(Lines of data)
+ + + + + + +

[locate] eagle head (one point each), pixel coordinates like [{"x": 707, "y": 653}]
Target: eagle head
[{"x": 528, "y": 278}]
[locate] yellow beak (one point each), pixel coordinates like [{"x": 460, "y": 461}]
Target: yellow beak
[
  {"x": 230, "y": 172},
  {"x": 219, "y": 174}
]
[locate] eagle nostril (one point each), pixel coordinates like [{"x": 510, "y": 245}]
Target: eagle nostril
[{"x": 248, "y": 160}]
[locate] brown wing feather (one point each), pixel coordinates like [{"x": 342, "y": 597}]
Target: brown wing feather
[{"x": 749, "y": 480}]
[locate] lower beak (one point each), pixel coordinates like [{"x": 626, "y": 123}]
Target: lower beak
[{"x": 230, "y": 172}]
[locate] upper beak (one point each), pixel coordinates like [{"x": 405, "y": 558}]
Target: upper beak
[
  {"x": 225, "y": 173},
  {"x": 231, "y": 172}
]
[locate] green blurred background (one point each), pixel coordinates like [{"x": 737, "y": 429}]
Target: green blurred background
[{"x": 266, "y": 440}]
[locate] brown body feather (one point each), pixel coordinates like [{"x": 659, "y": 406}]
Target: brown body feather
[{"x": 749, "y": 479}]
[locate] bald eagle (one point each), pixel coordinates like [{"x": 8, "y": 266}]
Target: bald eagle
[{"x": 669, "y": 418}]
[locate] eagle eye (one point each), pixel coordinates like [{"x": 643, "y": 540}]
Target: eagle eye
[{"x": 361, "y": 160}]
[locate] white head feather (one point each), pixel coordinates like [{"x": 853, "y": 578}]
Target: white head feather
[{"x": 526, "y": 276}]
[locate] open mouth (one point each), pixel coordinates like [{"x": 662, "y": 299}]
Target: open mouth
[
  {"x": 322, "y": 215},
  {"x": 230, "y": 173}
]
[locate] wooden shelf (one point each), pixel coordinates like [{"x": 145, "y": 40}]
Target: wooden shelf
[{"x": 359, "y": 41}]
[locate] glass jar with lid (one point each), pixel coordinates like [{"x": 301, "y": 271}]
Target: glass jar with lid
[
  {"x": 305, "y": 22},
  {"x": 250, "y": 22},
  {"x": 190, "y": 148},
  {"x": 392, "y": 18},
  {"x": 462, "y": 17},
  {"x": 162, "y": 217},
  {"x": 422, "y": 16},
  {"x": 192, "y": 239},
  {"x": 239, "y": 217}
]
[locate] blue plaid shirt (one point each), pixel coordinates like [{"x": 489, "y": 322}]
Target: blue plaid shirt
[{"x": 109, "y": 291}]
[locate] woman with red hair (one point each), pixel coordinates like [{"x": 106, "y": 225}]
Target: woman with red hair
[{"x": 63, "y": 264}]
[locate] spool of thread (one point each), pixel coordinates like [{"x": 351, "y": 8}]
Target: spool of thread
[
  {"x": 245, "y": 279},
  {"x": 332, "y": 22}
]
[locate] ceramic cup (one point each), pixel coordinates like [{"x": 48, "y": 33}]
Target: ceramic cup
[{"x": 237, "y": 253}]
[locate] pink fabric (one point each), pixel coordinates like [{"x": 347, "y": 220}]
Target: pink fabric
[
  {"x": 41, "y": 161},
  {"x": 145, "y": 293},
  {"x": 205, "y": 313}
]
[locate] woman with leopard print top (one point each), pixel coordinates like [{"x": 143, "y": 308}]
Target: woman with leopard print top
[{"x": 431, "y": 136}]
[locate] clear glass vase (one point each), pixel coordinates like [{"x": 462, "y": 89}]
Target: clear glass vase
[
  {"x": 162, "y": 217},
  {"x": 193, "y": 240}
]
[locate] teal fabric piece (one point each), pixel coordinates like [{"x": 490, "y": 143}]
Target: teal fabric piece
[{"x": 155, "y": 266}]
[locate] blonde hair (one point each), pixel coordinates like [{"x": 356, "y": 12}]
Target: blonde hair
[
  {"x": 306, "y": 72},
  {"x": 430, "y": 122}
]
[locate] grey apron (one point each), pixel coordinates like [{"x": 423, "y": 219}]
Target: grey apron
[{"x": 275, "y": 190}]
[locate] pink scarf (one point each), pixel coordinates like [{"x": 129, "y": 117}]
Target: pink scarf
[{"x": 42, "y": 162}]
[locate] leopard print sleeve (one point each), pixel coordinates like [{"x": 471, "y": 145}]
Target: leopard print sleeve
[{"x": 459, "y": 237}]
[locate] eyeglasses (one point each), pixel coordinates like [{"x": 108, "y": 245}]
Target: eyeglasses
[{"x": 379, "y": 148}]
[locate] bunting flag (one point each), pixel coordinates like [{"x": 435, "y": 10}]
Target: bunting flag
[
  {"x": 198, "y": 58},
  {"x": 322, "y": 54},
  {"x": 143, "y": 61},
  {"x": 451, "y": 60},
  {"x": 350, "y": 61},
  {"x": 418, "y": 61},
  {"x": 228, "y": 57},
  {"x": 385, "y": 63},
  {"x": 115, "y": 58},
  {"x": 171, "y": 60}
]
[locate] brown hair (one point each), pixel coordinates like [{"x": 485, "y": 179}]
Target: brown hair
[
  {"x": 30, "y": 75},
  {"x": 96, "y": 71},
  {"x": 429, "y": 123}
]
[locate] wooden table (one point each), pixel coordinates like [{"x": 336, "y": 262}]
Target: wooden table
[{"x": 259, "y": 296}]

+ + + + + + +

DIRECTIVE: Please copy every entry above word for word.

ANSWER TO THE PROBLEM:
[locate] eagle head (one point each), pixel coordinates like [{"x": 707, "y": 653}]
Target: eagle head
[{"x": 528, "y": 278}]
[locate] yellow beak (one point each), pixel coordinates like [{"x": 460, "y": 461}]
Target: yellow beak
[
  {"x": 230, "y": 172},
  {"x": 219, "y": 174}
]
[locate] eagle nostril (one point each), pixel coordinates like [{"x": 510, "y": 245}]
Target: eagle nostril
[{"x": 248, "y": 160}]
[locate] brown wing feather (one point each), pixel coordinates like [{"x": 342, "y": 597}]
Target: brown wing feather
[{"x": 749, "y": 480}]
[locate] lower beak (one point each), pixel coordinates like [{"x": 626, "y": 123}]
Target: lower beak
[{"x": 230, "y": 172}]
[locate] upper beak (one point each), pixel coordinates like [{"x": 405, "y": 558}]
Target: upper beak
[
  {"x": 225, "y": 173},
  {"x": 231, "y": 172}
]
[locate] green blurred background (one point each), pixel coordinates like [{"x": 737, "y": 429}]
Target: green blurred background
[{"x": 266, "y": 440}]
[locate] brown body feather (one point each), pixel coordinates like [{"x": 659, "y": 406}]
Target: brown body feather
[{"x": 749, "y": 479}]
[locate] bald eagle (one point each), pixel coordinates like [{"x": 8, "y": 266}]
Target: bald eagle
[{"x": 669, "y": 418}]
[locate] eagle eye (one point each), pixel coordinates like [{"x": 643, "y": 540}]
Target: eagle eye
[{"x": 361, "y": 160}]
[locate] white head feather (one point each), pixel coordinates like [{"x": 853, "y": 578}]
Target: white head feather
[{"x": 526, "y": 276}]
[locate] open mouth (one point each), pixel coordinates like [{"x": 662, "y": 299}]
Target: open mouth
[
  {"x": 322, "y": 215},
  {"x": 230, "y": 173}
]
[locate] wooden shelf (one point each), pixel coordinates like [{"x": 145, "y": 40}]
Target: wooden shelf
[{"x": 359, "y": 41}]
[locate] glass jar with lid (one point each), pixel coordinates like [{"x": 301, "y": 271}]
Target: glass jar with lid
[
  {"x": 305, "y": 22},
  {"x": 250, "y": 22},
  {"x": 190, "y": 148},
  {"x": 392, "y": 18},
  {"x": 462, "y": 17},
  {"x": 162, "y": 217},
  {"x": 422, "y": 16},
  {"x": 192, "y": 239},
  {"x": 239, "y": 217}
]
[locate] blue plaid shirt (one point each), pixel coordinates like [{"x": 489, "y": 322}]
Target: blue plaid shirt
[{"x": 109, "y": 291}]
[locate] woman with red hair (one point each), pixel coordinates like [{"x": 106, "y": 225}]
Target: woman with red hair
[{"x": 63, "y": 264}]
[locate] spool of thread (one point each), pixel coordinates like [{"x": 351, "y": 8}]
Target: spool of thread
[
  {"x": 245, "y": 279},
  {"x": 332, "y": 22}
]
[locate] ceramic cup (one point each), pixel coordinates like [{"x": 48, "y": 33}]
Target: ceramic cup
[{"x": 237, "y": 253}]
[locate] pink fabric (one point each), pixel coordinates like [{"x": 347, "y": 220}]
Target: pink fabric
[
  {"x": 41, "y": 161},
  {"x": 145, "y": 293},
  {"x": 205, "y": 313}
]
[locate] woman with leopard print top (one point each), pixel coordinates like [{"x": 143, "y": 308}]
Target: woman with leopard print top
[{"x": 431, "y": 136}]
[locate] clear glass vase (one point each), pixel coordinates like [{"x": 462, "y": 89}]
Target: clear glass vase
[
  {"x": 162, "y": 217},
  {"x": 193, "y": 240}
]
[locate] teal fabric piece (one point each), pixel coordinates like [{"x": 490, "y": 143}]
Target: teal fabric piece
[{"x": 155, "y": 266}]
[locate] blonde hair (one point each), pixel coordinates like [{"x": 356, "y": 12}]
Target: blonde hair
[
  {"x": 306, "y": 72},
  {"x": 430, "y": 122}
]
[locate] grey apron (one point each), pixel coordinates like [{"x": 423, "y": 219}]
Target: grey apron
[{"x": 275, "y": 190}]
[locate] pink scarf (one point each), pixel coordinates like [{"x": 129, "y": 117}]
Target: pink scarf
[{"x": 42, "y": 162}]
[locate] leopard print sleeve (one point each), pixel coordinates like [{"x": 471, "y": 145}]
Target: leopard print sleeve
[{"x": 459, "y": 237}]
[locate] eyeglasses (one point each), pixel coordinates like [{"x": 108, "y": 245}]
Target: eyeglasses
[{"x": 379, "y": 148}]
[locate] bunting flag (one point each), pixel coordinates like [{"x": 435, "y": 10}]
Target: bunting flag
[
  {"x": 198, "y": 58},
  {"x": 322, "y": 54},
  {"x": 143, "y": 61},
  {"x": 451, "y": 60},
  {"x": 350, "y": 61},
  {"x": 418, "y": 61},
  {"x": 228, "y": 57},
  {"x": 385, "y": 63},
  {"x": 115, "y": 58},
  {"x": 171, "y": 60}
]
[locate] brown hair (one point each), pixel coordinates like [{"x": 485, "y": 179}]
Target: brown hair
[
  {"x": 30, "y": 75},
  {"x": 96, "y": 71},
  {"x": 429, "y": 123}
]
[locate] wooden table (one point each), pixel coordinates like [{"x": 336, "y": 262}]
Target: wooden table
[{"x": 259, "y": 296}]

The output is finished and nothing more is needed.